*** Opening Document section ***
If we don't care about transformers.js, we can sidestep all that, directly make calls into onnx-runtime from C++.

Transformer.js is in charge of things like tokenization and basically making it so that it's ergonomic to call into the onnx-runtime. If we remove it, then we'll be asking anyone who is interacting with the Firefox AI Runtime to care a lot about implementation details for getting their data into the proper tensor shape to be ready to run, and then interpret the tensor results when they come out. I guess it depends on how much of that we want to own, and the benefit/risk of moving away from it to use onnx runtime directly.

Perhaps we can revisit this after Bug 1992255 which could move tokenizers to C++.

HWInference process: my original idea is that it wouldn't run JS, for example, but that it could call more dangerous syscalls and have more capabilities

I'm happy with having a JS free process. A lot of the overhead of the Inference process is on loading a full JS runtime and the dependencies in the process. For instance, I see font loading and other things we absolutely don't need in the Inference process. Having lower level code executing in a sandboxed environment feels good to me.
*** Closing Document section ***
*** Opening Recorded information ***
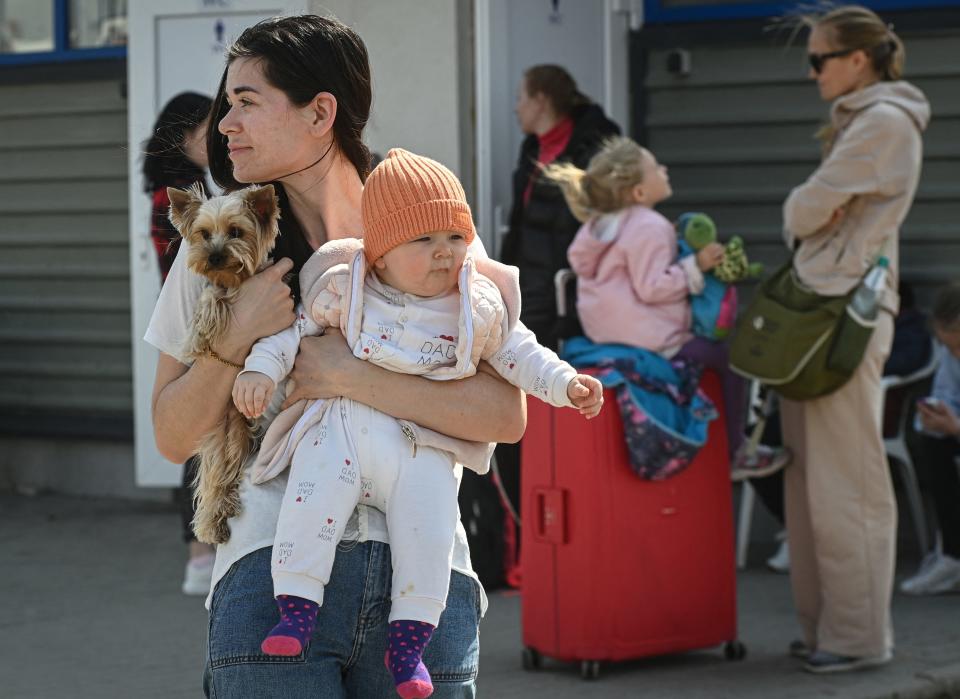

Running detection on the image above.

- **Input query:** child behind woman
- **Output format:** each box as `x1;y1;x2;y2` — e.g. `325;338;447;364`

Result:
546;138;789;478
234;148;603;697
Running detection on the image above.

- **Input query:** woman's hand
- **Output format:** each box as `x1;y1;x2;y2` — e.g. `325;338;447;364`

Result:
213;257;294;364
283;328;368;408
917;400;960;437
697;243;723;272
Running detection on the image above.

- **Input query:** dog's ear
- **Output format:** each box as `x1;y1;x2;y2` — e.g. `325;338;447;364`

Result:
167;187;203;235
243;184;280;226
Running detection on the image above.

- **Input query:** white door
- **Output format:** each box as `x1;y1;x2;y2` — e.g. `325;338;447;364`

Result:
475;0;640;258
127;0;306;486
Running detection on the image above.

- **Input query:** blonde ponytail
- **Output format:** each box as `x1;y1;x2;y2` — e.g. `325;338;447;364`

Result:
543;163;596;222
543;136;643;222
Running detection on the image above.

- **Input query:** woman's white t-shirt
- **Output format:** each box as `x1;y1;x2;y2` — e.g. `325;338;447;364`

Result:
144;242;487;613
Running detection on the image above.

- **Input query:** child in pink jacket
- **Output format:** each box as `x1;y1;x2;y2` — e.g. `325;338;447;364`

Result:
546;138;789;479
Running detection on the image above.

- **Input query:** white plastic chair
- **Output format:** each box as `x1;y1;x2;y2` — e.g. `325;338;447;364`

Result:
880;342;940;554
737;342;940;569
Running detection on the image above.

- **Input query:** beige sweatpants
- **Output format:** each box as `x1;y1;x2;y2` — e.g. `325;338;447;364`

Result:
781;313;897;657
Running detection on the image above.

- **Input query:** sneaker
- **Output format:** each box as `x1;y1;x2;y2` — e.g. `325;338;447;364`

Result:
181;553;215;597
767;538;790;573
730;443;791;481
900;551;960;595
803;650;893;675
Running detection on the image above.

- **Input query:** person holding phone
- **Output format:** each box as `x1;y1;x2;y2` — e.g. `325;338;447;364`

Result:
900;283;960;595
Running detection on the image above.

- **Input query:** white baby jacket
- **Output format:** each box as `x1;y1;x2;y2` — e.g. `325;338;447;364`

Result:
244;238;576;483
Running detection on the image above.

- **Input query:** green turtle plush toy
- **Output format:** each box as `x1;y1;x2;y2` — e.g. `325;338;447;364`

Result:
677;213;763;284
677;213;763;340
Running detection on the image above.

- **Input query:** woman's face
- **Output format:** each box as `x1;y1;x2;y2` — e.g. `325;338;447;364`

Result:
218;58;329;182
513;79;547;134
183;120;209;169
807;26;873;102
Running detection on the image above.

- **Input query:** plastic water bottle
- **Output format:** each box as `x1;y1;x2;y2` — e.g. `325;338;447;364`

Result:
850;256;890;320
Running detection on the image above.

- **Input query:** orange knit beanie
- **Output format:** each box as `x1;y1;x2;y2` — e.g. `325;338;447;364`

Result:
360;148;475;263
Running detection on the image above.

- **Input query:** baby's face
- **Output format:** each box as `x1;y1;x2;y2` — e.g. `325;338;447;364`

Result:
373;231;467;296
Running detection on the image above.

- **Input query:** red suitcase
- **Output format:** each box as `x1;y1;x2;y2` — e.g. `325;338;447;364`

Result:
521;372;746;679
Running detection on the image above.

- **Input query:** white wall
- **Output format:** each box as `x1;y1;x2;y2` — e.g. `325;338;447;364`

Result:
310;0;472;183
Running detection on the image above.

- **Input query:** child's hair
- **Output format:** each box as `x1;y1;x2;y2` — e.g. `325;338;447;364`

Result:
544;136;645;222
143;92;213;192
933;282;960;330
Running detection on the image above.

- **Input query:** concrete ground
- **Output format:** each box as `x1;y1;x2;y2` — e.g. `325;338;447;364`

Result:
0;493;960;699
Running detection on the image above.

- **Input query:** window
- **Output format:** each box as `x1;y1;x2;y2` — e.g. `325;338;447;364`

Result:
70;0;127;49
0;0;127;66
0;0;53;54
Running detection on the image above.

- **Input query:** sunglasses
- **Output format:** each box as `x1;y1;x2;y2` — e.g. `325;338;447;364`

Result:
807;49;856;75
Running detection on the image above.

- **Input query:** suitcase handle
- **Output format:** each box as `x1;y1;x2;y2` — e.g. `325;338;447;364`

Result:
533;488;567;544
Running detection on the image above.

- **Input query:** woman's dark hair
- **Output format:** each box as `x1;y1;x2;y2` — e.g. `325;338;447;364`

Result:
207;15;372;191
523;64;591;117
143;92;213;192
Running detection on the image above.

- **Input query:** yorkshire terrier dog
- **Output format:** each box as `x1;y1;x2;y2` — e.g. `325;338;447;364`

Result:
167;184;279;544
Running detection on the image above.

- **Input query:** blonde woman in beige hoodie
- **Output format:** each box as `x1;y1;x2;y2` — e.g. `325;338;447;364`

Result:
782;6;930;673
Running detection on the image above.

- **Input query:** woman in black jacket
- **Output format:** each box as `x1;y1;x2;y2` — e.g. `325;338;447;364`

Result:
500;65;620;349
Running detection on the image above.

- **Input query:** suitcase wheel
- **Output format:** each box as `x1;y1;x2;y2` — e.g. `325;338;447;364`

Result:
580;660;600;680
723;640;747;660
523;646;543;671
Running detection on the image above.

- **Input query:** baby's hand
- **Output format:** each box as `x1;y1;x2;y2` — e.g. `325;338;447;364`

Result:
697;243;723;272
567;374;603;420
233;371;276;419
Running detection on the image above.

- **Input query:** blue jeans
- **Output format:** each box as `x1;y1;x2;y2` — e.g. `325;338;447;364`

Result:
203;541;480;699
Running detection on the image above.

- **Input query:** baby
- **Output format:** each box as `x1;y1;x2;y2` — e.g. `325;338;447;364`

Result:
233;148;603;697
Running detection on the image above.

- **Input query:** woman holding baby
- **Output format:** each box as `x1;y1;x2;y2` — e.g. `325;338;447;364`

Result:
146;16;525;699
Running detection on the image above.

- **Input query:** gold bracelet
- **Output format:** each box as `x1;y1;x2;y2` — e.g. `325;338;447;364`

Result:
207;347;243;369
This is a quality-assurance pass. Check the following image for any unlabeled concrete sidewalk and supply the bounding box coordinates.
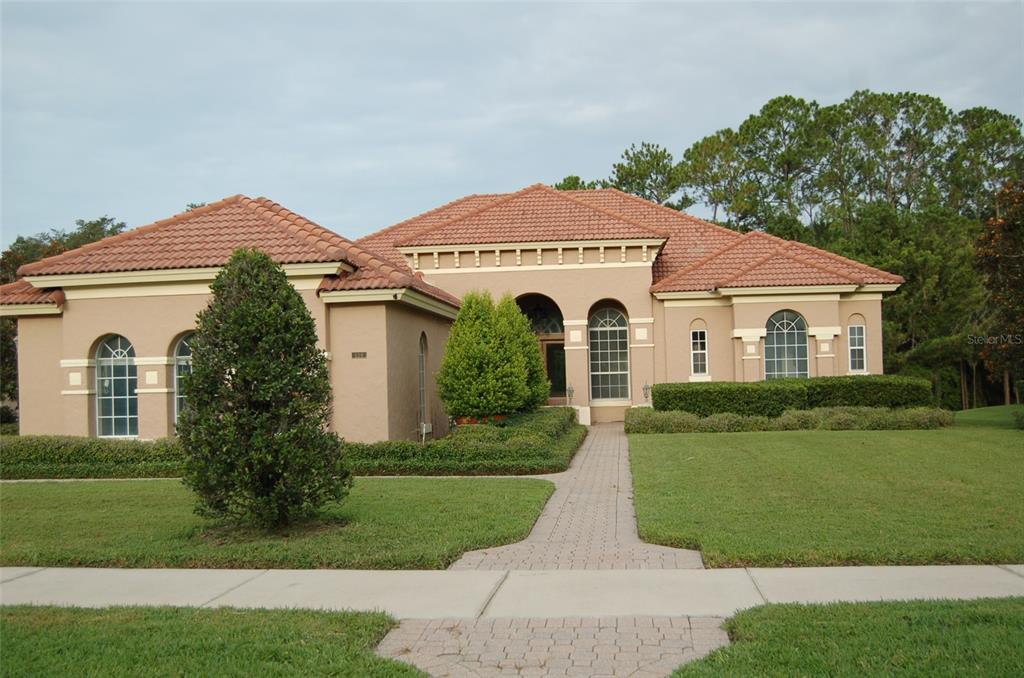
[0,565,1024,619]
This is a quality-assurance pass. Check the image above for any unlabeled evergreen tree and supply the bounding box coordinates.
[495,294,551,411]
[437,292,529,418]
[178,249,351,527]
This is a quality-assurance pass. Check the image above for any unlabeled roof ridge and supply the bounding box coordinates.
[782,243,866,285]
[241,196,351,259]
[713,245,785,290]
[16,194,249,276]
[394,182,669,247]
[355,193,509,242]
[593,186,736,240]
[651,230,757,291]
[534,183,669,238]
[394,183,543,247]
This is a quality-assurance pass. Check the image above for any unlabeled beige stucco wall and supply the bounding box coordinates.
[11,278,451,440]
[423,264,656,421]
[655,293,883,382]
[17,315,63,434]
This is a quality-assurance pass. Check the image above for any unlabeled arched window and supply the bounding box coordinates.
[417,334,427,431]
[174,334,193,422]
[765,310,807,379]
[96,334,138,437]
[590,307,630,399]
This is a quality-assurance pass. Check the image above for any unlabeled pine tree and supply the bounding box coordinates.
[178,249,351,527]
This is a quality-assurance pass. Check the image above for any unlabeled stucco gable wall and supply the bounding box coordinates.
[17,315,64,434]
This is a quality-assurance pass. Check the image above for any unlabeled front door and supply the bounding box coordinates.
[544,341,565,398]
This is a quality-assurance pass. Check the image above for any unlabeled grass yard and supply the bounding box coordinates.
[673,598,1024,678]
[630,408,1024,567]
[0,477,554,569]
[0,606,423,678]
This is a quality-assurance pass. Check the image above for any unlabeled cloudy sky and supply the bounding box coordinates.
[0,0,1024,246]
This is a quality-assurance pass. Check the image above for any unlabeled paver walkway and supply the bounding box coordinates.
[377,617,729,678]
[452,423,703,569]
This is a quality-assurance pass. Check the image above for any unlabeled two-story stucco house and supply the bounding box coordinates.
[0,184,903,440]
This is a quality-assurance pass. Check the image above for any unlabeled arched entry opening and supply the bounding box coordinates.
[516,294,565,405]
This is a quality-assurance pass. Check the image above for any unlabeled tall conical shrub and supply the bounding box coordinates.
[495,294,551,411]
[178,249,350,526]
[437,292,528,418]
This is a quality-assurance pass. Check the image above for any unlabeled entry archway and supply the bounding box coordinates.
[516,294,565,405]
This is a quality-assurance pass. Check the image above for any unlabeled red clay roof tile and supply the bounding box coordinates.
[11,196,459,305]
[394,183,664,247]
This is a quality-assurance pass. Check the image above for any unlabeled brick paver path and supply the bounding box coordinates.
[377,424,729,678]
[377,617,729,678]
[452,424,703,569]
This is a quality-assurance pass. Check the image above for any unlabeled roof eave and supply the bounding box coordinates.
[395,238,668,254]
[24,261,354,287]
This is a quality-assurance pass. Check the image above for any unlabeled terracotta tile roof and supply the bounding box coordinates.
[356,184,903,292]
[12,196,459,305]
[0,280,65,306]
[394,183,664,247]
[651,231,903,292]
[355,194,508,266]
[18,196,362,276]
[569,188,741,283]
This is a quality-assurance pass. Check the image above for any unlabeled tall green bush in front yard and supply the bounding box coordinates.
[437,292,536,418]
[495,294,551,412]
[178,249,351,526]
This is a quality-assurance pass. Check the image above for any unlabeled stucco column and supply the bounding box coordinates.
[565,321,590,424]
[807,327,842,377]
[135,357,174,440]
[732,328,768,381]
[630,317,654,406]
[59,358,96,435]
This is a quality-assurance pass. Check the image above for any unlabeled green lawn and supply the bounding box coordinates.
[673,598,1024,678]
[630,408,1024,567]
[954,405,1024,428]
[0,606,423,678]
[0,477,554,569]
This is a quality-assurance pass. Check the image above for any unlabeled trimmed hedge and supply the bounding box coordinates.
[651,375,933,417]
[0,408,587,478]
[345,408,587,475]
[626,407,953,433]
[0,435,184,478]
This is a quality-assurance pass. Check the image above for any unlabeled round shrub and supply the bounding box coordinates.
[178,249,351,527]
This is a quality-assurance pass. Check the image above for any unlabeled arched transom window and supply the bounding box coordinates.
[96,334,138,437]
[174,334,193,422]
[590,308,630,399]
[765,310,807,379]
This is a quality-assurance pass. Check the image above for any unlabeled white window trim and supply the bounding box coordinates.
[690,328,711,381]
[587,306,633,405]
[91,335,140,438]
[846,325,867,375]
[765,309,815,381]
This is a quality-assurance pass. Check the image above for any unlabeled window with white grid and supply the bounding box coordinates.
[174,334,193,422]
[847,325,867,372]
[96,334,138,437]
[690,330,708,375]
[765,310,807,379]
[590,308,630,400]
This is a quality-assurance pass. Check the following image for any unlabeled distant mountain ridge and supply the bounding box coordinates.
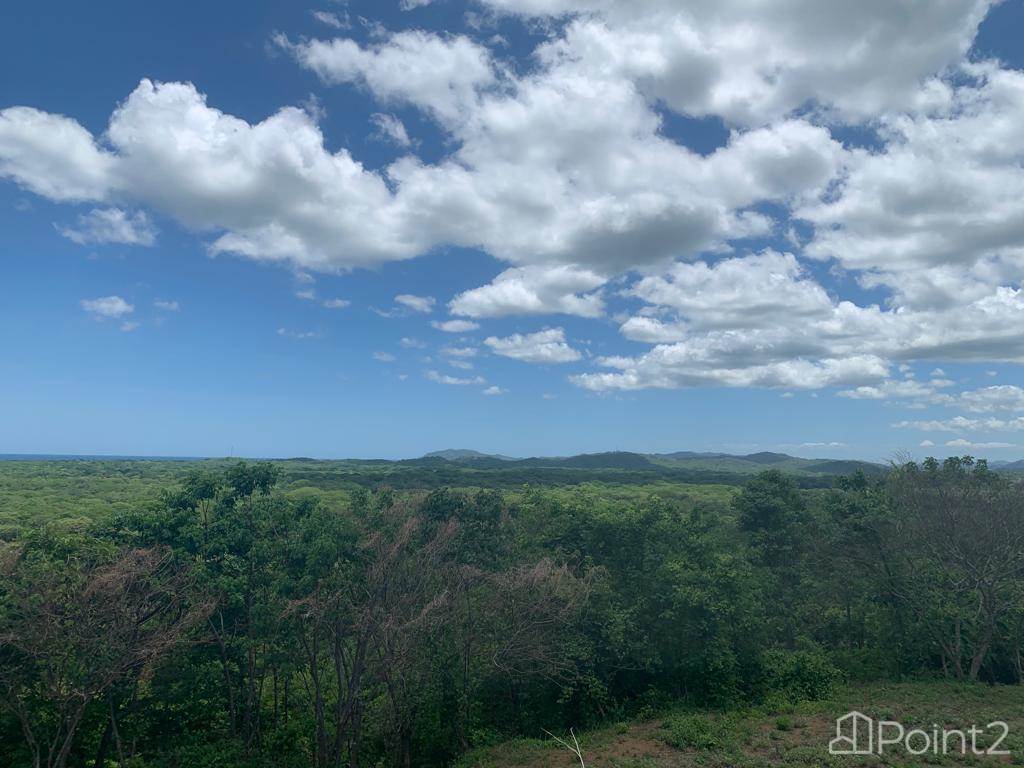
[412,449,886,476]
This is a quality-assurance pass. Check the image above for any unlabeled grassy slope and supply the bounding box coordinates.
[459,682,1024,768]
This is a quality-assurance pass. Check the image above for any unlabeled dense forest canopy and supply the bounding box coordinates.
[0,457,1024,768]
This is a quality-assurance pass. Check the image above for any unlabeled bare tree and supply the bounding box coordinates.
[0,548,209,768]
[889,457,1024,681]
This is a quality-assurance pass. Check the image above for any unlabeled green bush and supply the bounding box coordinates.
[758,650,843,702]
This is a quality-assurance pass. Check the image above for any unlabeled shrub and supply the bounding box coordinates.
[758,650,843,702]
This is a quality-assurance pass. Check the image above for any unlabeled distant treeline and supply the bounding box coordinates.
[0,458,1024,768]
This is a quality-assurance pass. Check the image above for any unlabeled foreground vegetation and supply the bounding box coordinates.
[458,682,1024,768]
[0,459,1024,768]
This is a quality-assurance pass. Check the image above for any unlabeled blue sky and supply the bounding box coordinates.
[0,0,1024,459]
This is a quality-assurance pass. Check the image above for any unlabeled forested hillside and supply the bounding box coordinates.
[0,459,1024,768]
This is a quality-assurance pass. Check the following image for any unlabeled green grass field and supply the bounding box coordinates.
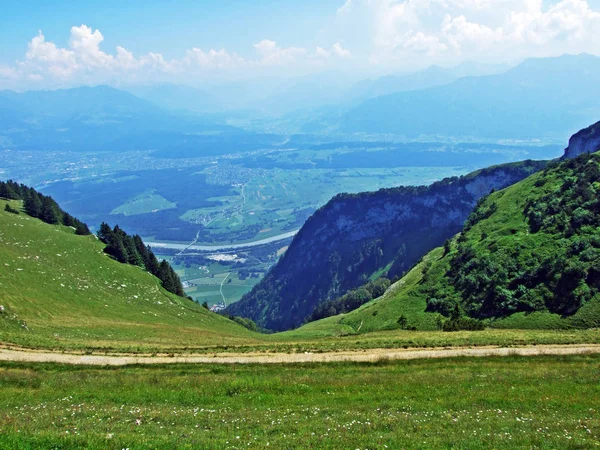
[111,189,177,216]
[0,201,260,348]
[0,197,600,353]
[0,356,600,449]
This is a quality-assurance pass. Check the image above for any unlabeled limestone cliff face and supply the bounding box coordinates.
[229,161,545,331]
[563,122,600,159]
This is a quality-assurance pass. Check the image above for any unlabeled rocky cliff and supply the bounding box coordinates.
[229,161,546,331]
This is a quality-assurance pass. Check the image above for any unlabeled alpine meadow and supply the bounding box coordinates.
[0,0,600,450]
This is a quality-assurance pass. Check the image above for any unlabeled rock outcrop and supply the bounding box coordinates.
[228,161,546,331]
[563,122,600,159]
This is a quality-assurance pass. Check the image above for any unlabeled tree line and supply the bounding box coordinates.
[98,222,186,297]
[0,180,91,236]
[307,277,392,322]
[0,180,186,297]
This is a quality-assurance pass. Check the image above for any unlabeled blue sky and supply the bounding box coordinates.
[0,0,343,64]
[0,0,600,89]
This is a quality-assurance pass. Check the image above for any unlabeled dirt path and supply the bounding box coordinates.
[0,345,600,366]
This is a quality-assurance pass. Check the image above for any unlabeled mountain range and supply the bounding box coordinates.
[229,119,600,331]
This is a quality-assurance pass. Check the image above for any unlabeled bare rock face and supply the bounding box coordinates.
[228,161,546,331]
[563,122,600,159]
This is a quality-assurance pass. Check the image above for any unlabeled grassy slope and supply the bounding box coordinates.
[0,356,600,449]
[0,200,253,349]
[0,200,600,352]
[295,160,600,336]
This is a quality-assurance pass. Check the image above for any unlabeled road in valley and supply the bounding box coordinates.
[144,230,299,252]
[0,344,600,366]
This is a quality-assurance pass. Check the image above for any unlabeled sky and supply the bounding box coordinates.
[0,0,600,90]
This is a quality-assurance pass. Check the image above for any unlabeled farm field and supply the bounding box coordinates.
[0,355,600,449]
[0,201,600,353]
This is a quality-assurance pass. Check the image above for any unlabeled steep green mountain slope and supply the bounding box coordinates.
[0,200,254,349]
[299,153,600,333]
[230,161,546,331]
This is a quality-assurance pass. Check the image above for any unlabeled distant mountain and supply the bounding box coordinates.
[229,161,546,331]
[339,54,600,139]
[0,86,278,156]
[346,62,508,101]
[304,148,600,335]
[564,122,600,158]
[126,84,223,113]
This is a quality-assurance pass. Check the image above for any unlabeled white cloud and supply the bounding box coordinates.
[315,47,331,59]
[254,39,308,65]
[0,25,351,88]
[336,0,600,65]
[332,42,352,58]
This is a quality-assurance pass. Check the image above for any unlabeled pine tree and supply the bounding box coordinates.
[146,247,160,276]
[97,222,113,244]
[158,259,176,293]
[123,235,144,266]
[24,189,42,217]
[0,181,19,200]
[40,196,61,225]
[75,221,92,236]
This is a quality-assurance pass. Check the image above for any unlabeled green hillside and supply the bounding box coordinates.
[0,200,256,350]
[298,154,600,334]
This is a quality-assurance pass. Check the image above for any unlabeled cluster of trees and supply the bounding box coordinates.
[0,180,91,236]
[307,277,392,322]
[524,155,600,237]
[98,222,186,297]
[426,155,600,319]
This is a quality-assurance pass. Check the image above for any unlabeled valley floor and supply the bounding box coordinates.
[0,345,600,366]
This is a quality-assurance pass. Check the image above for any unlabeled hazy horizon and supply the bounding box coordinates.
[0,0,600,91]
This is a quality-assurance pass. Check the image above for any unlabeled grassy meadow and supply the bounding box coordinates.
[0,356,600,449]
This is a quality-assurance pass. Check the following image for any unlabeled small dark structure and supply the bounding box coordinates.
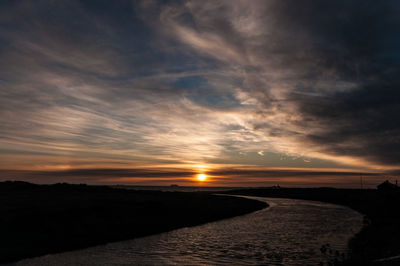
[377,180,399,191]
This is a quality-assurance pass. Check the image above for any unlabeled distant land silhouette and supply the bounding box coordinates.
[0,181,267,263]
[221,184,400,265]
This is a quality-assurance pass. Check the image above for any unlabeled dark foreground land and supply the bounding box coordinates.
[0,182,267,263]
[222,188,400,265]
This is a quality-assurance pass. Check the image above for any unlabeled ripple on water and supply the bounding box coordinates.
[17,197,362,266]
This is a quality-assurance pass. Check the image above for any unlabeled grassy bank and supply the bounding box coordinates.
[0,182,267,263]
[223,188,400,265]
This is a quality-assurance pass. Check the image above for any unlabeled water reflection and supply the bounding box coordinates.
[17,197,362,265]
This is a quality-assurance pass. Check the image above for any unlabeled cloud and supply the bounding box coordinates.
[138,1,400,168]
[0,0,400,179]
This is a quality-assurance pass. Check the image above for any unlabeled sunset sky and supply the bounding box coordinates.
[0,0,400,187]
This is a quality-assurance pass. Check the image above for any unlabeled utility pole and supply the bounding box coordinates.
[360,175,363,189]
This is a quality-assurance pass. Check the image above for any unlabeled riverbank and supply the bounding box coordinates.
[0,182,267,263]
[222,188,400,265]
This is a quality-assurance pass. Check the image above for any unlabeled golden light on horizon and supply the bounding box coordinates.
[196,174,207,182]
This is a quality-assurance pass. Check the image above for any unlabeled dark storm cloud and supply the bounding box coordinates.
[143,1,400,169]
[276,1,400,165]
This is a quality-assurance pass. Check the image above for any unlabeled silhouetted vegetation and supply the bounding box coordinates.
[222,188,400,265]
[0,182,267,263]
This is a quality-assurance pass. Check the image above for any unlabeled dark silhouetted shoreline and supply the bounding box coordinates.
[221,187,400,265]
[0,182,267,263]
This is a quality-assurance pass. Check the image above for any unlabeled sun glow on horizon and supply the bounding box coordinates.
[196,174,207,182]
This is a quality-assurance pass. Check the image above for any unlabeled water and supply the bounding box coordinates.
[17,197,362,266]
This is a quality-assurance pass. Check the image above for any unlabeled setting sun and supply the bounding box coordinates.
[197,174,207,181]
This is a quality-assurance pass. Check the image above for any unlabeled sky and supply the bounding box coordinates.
*** Closing Recorded information ***
### Task set
1 – From the discussion of the Firefox AI Runtime, set down the stretch from "Transformer.js is in" through "tokenizers to C++.".
2 – Render into French the following sentence from the discussion of the Firefox AI Runtime: "Having lower level code executing in a sandboxed environment feels good to me."
Rely solely on the discussion of the Firefox AI Runtime in responding.

### Responses to the exercise
1 –
Transformer.js is in charge of things like tokenization and basically making it so that it's ergonomic to call into the onnx-runtime. If we remove it, then we'll be asking anyone who is interacting with the Firefox AI Runtime to care a lot about implementation details for getting their data into the proper tensor shape to be ready to run, and then interpret the tensor results when they come out. I guess it depends on how much of that we want to own, and the benefit/risk of moving away from it to use onnx runtime directly.

Perhaps we can revisit this after Bug 1992255 which could move tokenizers to C++.

2 – Faire exécuter du code de plus bas niveau dans un environnement isolé me semble une bonne chose.